- Brief
Please state how many lines of the data below contain the word "pair", offering nothing besides the number.
★ ★ ★ ★ ★
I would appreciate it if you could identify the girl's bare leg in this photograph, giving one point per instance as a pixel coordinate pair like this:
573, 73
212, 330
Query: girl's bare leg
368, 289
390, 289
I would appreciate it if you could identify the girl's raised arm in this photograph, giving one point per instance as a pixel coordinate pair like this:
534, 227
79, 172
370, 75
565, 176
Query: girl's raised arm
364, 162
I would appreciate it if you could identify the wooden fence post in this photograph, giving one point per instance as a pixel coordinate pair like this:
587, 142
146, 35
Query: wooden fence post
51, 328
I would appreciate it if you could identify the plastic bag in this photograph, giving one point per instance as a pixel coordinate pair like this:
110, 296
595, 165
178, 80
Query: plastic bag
★ ★ ★ ★ ★
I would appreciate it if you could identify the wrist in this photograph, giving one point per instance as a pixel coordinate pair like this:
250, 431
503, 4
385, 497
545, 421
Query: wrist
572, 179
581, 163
★ ★ ★ ★ ★
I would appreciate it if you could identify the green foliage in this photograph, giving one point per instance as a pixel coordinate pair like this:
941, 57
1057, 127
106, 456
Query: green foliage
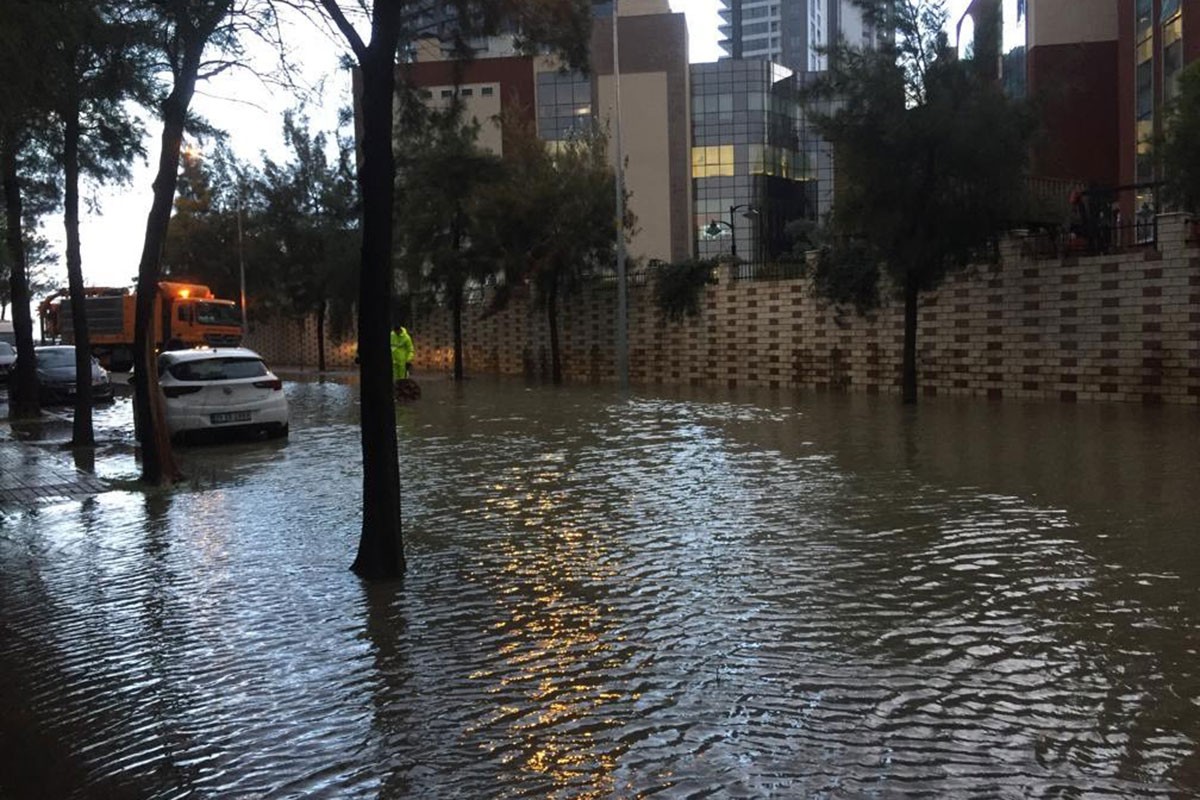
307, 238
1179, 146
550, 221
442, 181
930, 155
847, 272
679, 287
★ ★ ★ ★ ★
- Solution to the exercise
6